### Supplied text

◆ ◆ ◆ ◆ ◆ ◆ ◆

O R G A N I C / F E R T I L I Z E R: 06.10

Jun 25, 2010

opalis: controlling maintenance mode with opalis, sccm, and scom

UPDATE: found a problem in the "retrieve ads and updates from sccm" script that was causing the script to stop working under certain conditions.  I've modified it slightly and posted it at the bottom of the blog post.

 

WARNING: this is a proof of concept.  don't just load this in your production environment and kick it off.  you'll be totally on your own (as if that weren't the case already).  while it works in my test environment, it may not in yours.  test, test, test.

 

I've been spending some time toying around with opalis.  the first hurdle, if you've been reading my posts, was in setting up the thing.  the second hurdle was actually getting something useful to work, and the third hurdle was to figure out how to export something for use by communities.  fortunately, I've cleared them all.  the particular proof of concept I wanted to try was using opalis to integrate scom with sccm.

whenever we go through patching cycles, we tend to spend more time than necessary in scheduling maintenance modes for our servers.  this goes for patches, software deployments, etc.  since it's a proof of concept, I don't get to all the scenarios that are actually required to make this thing function in its entirety.  I'll make sure to list the things I think are open items that we need to address.  guess what?  that's where you come in.  I'm hoping you guys that are reading this will help out.  it works in the exact scenario that I'll outline... but you know... there's always holes.

 

requirements

  • system center operations manager 2007
  • system center configuration manager 2007 or systems management server 2003 (should work)
  • opalis integration server 6.x (yes, it must be configured AND working)

◆ ◆ ◆ ◆ ◆ ◆ ◆

### Data records
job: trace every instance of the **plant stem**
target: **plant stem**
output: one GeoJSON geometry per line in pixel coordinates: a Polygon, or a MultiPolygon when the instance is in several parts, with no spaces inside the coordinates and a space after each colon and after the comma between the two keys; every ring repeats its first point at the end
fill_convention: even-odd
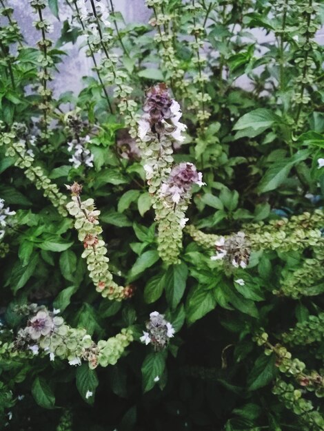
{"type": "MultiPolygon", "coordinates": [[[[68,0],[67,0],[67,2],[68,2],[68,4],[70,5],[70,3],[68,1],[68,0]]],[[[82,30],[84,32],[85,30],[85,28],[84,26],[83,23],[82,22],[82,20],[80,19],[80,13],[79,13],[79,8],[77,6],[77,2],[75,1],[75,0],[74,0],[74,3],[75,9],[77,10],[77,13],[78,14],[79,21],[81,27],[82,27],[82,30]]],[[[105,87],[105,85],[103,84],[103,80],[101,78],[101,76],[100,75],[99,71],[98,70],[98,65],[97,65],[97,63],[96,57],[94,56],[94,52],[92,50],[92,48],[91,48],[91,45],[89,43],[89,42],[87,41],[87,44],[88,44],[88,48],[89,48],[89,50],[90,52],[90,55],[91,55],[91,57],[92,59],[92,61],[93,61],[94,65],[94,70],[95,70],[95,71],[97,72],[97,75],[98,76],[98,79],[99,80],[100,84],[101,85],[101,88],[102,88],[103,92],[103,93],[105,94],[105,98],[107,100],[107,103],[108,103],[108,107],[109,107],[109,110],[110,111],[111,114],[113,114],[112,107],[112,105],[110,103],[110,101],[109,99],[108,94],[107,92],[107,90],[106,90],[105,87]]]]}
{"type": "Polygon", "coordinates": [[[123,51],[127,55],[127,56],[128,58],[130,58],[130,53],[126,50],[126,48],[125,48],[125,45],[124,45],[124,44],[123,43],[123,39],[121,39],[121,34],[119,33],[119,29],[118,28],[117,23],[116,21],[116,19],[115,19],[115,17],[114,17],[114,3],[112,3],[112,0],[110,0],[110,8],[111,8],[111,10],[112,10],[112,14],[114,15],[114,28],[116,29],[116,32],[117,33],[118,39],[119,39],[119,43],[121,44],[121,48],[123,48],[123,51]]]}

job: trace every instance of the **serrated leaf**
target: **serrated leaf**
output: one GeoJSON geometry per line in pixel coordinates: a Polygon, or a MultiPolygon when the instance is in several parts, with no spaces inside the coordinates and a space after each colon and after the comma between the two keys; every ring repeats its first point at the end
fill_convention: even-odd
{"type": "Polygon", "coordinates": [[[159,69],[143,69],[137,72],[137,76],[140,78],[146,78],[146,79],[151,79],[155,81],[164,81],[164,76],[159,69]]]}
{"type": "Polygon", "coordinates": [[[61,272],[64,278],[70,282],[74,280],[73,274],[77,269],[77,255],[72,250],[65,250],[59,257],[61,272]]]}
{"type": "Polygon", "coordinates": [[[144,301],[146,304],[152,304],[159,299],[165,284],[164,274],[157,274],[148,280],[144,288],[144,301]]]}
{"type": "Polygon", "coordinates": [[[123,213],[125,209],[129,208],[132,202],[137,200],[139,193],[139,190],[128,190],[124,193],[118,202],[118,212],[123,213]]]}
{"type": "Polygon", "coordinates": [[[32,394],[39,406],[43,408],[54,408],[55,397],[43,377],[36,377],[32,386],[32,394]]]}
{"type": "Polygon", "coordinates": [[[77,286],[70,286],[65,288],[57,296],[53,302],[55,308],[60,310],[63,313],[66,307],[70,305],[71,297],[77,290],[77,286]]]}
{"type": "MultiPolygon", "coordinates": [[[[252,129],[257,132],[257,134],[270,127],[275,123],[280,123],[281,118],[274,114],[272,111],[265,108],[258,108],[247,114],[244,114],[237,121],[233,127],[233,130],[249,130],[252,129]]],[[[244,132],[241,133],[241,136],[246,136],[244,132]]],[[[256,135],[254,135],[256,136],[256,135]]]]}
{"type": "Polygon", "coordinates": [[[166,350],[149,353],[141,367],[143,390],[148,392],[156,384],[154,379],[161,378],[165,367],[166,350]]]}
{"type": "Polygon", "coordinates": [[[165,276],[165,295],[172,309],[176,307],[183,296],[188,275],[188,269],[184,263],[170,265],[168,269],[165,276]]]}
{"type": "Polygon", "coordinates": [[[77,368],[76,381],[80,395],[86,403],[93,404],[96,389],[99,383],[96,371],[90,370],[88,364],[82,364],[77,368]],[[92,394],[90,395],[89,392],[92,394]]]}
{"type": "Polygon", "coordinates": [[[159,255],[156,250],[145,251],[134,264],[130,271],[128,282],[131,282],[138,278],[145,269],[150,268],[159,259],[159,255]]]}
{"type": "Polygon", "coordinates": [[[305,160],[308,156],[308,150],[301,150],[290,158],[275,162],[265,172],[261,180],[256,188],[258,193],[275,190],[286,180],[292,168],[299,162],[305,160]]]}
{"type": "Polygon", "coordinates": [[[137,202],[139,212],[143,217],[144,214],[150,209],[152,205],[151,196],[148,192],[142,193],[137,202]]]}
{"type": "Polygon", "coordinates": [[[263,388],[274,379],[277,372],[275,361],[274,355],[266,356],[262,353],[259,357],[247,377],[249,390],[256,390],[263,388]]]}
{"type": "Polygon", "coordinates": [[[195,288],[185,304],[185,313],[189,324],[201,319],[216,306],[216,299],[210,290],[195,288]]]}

◆ ◆ ◆ ◆ ◆ ◆ ◆

### Requirements
• A. Which requirements does the opalis post list?
• B. Reproduce the opalis post from "whenever we go" to "configured AND working)".

### Problem solutions
• A.
- system center operations manager 2007
- system center configuration manager 2007 or systems management server 2003 (should work)
- opalis integration server 6.x (yes, it must be configured AND working)

• B.
whenever we go through patching cycles, we tend to spend more time than necessary in scheduling maintenance modes for our servers.  this goes for patches, software deployments, etc.  since it's a proof of concept, I don't get to all the scenarios that are actually required to make this thing function in its entirety.  I'll make sure to list the things I think are open items that we need to address.  guess what?  that's where you come in.  I'm hoping you guys that are reading this will help out.  it works in the exact scenario that I'll outline... but you know... there's always holes.

 

requirements

  • system center operations manager 2007
  • system center configuration manager 2007 or systems management server 2003 (should work)
  • opalis integration server 6.x (yes, it must be configured AND working)